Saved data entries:
:::

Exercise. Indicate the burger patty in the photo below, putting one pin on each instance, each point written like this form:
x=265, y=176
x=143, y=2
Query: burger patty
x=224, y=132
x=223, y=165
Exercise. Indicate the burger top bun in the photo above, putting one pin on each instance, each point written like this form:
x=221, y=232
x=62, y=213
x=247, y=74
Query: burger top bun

:::

=== WHAT NEEDS TO BE DONE ===
Express every line of the rows above as a JSON list of strings, one string per line, skipping blank lines.

=== ANSWER TO THE TASK ===
[
  "Exercise. Indicate the burger patty in the photo below, putting one pin on each instance, each point written like this form:",
  "x=265, y=176",
  "x=143, y=2",
  "Query: burger patty",
  "x=224, y=132",
  "x=223, y=165",
  "Exercise. Indicate the burger top bun in the photo above, putting one pin on each instance, each point written like this form:",
  "x=221, y=232",
  "x=62, y=213",
  "x=247, y=74",
  "Query: burger top bun"
]